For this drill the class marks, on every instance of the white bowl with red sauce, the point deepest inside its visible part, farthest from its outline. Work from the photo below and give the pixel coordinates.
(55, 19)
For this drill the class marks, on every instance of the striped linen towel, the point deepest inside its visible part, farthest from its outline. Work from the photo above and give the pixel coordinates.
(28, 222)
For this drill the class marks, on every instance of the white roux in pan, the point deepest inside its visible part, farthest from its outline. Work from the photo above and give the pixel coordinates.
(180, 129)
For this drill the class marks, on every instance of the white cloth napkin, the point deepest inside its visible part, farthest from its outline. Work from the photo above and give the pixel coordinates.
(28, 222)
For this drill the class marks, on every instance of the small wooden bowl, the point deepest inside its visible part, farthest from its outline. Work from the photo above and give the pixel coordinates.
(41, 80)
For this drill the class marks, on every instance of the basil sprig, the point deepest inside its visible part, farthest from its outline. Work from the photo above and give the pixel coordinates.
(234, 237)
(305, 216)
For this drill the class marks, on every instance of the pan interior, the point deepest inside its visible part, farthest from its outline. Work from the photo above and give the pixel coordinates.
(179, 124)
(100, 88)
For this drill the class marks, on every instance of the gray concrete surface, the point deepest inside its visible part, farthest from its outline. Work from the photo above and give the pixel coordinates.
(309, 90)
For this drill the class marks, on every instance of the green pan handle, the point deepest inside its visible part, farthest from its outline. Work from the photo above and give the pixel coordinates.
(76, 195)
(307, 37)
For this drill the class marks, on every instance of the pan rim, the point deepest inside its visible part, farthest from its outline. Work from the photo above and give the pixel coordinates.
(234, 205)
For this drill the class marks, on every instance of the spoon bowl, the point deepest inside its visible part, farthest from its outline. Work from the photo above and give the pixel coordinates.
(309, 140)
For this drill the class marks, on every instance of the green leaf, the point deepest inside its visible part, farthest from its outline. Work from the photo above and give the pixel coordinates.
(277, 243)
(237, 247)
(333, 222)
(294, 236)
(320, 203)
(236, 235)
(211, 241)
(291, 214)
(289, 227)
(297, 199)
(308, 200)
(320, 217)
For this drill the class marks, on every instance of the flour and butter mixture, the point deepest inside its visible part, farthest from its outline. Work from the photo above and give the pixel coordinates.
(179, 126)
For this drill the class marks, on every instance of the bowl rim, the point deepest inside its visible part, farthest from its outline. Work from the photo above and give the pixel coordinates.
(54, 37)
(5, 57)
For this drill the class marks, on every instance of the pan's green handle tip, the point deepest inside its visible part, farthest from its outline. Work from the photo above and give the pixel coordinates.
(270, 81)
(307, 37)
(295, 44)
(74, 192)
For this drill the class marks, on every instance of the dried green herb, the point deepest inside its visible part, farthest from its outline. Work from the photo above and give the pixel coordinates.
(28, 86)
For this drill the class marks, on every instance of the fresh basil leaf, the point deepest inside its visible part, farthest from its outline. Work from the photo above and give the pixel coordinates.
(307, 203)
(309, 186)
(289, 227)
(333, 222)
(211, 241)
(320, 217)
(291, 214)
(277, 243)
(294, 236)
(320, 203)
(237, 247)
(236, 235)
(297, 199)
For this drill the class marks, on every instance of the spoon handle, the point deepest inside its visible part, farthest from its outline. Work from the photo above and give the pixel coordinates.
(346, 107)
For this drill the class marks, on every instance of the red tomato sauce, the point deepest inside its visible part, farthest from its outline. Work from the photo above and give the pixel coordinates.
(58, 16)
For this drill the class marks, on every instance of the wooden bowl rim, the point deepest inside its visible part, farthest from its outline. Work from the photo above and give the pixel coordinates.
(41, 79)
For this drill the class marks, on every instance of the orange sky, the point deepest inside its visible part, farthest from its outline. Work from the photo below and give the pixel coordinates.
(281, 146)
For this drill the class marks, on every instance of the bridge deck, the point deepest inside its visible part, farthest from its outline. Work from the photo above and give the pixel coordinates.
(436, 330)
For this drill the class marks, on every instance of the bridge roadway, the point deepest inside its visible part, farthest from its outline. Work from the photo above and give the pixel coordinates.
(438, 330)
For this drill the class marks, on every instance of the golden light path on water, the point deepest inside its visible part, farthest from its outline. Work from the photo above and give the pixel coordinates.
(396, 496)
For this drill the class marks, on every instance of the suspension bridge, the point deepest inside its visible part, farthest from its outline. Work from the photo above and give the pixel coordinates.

WHAT YOU SHOULD DO:
Repeat the material above in full, keeping every word.

RESULT OF THIS EXERCISE:
For this drill the class marks, on every instance of the white bowl with red sauce, the point deepest inside its visible part, farthest from its outline. Work from the photo below and give the pixel coordinates.
(55, 19)
For this drill the class marks, on every instance of the striped linen towel, the point deepest inside its visible part, farthest from its outline. Work from the photo above and give the pixel coordinates.
(28, 222)
For this drill the class marks, on every instance of the white roux in pan, the point deepest inside its visible part, farthest from its outline. Work from the photo above and give the pixel coordinates.
(180, 129)
For this drill the class marks, on every instance of the white cloth napkin, the point deepest inside its visible part, farthest from its outline. Work from the photo above and give the pixel coordinates.
(28, 222)
For this drill the class marks, on every instance of the small wooden bowl, the point deepest inside its visible part, farthest from its outline. Work from the photo above and give the pixel coordinates.
(41, 80)
For this drill the class marks, on every instance of the basil sprig, the point deepest inside its visible part, farthest from its outline. Work from the photo above and give the pixel coordinates.
(234, 237)
(305, 216)
For this drill the class marks, on every instance of the pan interior, the point deepest inside its visible part, farthest from its outline. Work from the photo above and give the pixel coordinates.
(179, 124)
(100, 88)
For this drill the class marks, on every instance of the gray concrete surface, the point deepest inside its visible part, farthest from its outline. Work from the photo above and give the pixel coordinates.
(309, 90)
For this drill the class marks, on every instance of the green pan handle, the point deepest inside its visible part, farthest from its outline. Work from the photo above and give the pixel coordinates.
(76, 195)
(307, 37)
For this drill the class marks, on every instance of the pan rim, the point deepest inside its visible part, farthest from its outline. Work from the photo above and give the pixel coordinates.
(234, 205)
For this drill the class marks, on every instance of the spoon bowl, the point deepest inside its visible part, farthest from its outline. Work from the photo above and give the pixel coordinates.
(309, 140)
For this drill the class marks, on every instance of the green leaf, the point deepest inside its visible part, farthest from its outline. Work from the photo above and give the pixel coordinates.
(277, 243)
(237, 247)
(333, 222)
(294, 236)
(320, 203)
(236, 235)
(211, 241)
(291, 214)
(289, 227)
(297, 199)
(308, 200)
(320, 217)
For this drill the class marks, on every instance of the flour and butter mixture, the point deepest inside its visible part, farthest from its outline. Work from the photo above and give the pixel coordinates.
(179, 126)
For this drill the class marks, on every instance of the bowl rim, the point deepest inside its visible part, farthest from its outline. Work from the photo above and give the pixel coordinates.
(54, 37)
(5, 57)
For this drill the class marks, on every instance of the pan's green handle tip, the point deepest inside its visible part, farthest from its outline. Work from the photo above and give the pixel coordinates.
(270, 81)
(307, 37)
(295, 44)
(74, 192)
For this drill the class marks, on every instance of the dried green herb, the point deepest inside its visible part, farthest from its outline. Work from the photo above and give the pixel coordinates.
(28, 86)
For this drill the class marks, on every instance of the fresh basil leaf, the point deepest inside its visible part, farthest from its outline. Work from the photo above and give the pixel coordinates.
(307, 203)
(309, 186)
(289, 227)
(333, 222)
(211, 241)
(320, 217)
(291, 214)
(277, 243)
(294, 236)
(320, 203)
(237, 247)
(236, 235)
(297, 199)
For this drill the class marks, on every instance of the spoon handle, the point deepest inside its visible part, farthest from its outline. Work from the photo above and give the pixel coordinates.
(346, 107)
For this drill the class marks, on every instance of the red tomato sauce, the point deepest inside its visible part, farthest from its outline. Work from the photo above and give the pixel coordinates.
(58, 16)
For this drill the class marks, on every instance of the wooden bowl rim, the point deepest inside its visible part, farthest from its outline. Work from the photo above and give the pixel coordinates.
(41, 79)
For this drill the class marks, on every instance of the orange sky, the point deepest inside its visible part, farthest from its outline. Work from the photo below and give the pixel coordinates.
(281, 146)
For this drill the class marks, on every instance of the bridge deck, the point deepest inside its visible part, farthest from its outline. Work from the photo above and give the pixel coordinates.
(436, 330)
For this drill the class marks, on every instance of the bridge roadway, the point deepest inside its visible part, farthest from its outline. Work from the photo above and give the pixel coordinates.
(438, 330)
For this drill the class marks, on every instance of the golden light path on water, the point deepest inside its visible part, farthest from its outline. Work from the photo above and give the pixel coordinates.
(396, 496)
For this drill the class marks, on every instance of the suspension bridge, the point deepest inside its visible part, farthest from its outline. Work from the photo above and give the pixel coordinates.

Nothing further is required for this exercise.